- **EXTRACT TO READ**

☆ ☆ ☆ ☆ ☆ ☆ ☆

Needs more subclass.
 
in VBA?
 
OP wants a keyhook. the can of worms is already opened.
 
That's presuming it's not a X-Y problem, though.
 
there's that
 
The op doesn't even say why he's wanting to hook to the keys
 
7:46 PM
"irrelevant details"
 
IKR?
 
OP didn't read the documentation, I don't see why the OP would care about any details.
 
is it the same guy that was asking why Not 1 isn't 0?
 
Nope. 1 prior question, tagged vb.net.
 
ha, someone beat you to an answer :)
 
7:48 PM
@Comintern often, in early stages of the programmer's lifetime, they just blindly copy'n'paste any random API from an API repository. Anyone else remember the "VB API heaven"?
mentalist.org something.
 
dementalist if you ask me.
 
@this huh that url does ring a distant bell somehow
 
Exactly. Those sites did more harm, IMO.
 
That would explain why the declaration is correct and the usage isn't.
 
that site I'm thinking of seems long ago dead
(thankfully)
 
7:52 PM
It's a Vegas magic show website now.
Seems appropriate.
 
but lot of times, they're just promiscuously swapping around API declares, without even linking to the source documentation. And they act surprised when it doesn't work the way they thought it'd.

☆ ☆ ☆ ☆ ☆ ☆ ☆

- **WORK TO BE COMPLETED**
In the chat above, what is the old API site now?

☆ ☆ ☆ ☆ ☆ ☆ ☆

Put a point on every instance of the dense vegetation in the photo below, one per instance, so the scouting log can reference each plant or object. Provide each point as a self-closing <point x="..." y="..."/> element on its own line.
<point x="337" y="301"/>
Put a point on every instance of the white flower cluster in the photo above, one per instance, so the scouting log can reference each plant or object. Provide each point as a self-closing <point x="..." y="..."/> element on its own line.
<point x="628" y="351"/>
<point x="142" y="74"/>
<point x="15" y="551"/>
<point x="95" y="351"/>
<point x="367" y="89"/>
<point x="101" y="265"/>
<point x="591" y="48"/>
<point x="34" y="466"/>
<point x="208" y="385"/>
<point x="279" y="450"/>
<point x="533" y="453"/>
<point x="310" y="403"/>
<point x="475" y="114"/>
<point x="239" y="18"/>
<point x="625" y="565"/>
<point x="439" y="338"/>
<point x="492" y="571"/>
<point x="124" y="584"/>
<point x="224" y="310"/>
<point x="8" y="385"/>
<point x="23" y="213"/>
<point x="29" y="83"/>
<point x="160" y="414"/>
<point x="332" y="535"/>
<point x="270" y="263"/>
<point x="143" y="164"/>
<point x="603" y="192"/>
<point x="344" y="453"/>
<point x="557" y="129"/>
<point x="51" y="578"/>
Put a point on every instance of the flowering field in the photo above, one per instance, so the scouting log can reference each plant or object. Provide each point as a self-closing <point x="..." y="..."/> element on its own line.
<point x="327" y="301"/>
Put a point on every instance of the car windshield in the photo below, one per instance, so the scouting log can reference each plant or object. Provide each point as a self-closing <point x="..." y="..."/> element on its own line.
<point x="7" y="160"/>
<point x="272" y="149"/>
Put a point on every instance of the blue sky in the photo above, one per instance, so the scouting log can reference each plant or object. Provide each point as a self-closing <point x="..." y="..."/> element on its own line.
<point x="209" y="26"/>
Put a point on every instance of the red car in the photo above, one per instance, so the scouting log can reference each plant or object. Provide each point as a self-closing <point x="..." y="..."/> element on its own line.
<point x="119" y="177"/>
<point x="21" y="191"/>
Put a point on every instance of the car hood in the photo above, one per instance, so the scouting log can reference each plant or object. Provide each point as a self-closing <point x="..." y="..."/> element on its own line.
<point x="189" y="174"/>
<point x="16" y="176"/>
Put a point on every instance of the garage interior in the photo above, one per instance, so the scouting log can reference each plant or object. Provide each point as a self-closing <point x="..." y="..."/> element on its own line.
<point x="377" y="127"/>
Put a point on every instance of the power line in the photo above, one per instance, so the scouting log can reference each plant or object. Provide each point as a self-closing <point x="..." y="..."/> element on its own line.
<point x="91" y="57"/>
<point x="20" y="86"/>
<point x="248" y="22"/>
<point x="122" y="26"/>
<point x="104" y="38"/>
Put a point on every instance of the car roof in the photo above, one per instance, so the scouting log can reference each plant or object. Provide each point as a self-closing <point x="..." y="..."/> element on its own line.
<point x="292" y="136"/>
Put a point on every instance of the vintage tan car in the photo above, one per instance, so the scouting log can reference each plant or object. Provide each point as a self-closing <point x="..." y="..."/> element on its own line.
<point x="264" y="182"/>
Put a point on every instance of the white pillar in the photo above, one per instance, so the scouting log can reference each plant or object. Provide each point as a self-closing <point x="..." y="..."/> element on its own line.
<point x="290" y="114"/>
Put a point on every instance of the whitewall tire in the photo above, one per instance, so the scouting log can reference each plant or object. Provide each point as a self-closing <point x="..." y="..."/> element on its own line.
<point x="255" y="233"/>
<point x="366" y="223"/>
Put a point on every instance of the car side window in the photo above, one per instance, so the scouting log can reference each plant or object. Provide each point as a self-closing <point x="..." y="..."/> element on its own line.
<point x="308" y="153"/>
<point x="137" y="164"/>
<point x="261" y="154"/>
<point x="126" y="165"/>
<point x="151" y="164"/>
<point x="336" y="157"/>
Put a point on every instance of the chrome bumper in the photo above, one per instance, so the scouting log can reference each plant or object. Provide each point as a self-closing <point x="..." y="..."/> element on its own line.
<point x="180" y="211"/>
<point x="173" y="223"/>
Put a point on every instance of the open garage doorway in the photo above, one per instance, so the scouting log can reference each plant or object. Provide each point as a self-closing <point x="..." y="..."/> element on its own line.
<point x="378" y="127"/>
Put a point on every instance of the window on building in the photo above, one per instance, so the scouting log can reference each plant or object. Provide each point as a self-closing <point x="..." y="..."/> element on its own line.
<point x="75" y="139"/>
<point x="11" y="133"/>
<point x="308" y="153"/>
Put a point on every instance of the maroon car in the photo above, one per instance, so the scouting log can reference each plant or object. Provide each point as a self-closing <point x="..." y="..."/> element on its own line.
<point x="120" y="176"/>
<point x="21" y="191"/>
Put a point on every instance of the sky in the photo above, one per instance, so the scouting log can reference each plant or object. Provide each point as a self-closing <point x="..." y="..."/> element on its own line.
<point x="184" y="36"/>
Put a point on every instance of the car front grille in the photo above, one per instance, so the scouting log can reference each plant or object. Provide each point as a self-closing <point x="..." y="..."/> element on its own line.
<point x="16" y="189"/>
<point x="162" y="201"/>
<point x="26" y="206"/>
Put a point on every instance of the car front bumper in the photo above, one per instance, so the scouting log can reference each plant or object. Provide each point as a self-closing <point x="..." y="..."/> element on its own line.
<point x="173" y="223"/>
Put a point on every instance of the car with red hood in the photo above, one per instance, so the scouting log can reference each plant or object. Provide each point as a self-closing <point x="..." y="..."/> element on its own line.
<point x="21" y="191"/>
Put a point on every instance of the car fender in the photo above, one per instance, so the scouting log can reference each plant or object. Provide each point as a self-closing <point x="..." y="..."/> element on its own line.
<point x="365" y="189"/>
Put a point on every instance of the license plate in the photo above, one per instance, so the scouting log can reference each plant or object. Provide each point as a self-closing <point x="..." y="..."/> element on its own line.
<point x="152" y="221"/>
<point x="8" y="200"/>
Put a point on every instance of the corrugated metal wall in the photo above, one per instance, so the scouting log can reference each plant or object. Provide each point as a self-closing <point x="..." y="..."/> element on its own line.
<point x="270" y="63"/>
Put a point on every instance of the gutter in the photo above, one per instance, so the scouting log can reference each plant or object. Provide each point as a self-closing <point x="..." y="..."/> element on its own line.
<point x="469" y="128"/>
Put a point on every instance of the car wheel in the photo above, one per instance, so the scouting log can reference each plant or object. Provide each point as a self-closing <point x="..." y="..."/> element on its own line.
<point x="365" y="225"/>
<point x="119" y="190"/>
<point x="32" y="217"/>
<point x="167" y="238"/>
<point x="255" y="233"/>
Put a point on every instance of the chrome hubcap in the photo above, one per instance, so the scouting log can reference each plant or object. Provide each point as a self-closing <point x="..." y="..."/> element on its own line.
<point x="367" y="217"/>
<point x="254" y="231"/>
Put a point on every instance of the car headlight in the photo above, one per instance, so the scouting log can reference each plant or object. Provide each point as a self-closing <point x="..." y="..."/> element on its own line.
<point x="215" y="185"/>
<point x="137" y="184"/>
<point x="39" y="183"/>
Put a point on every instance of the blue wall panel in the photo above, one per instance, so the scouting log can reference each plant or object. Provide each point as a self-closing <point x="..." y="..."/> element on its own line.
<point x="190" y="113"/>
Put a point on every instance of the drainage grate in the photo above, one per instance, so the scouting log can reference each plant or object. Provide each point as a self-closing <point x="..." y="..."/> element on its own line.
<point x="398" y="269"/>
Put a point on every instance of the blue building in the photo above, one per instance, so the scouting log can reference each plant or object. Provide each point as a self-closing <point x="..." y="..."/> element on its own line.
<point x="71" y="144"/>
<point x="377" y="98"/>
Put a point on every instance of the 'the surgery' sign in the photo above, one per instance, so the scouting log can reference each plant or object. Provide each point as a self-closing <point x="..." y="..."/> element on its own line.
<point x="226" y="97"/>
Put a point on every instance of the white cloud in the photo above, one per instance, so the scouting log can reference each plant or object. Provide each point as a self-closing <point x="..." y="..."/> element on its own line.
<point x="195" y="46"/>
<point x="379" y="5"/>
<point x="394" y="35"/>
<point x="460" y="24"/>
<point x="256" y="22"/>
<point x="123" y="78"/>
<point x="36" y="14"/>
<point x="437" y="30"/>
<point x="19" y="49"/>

☆ ☆ ☆ ☆ ☆ ☆ ☆

- **EXPECTED ANSWER**
A Vegas magic show website.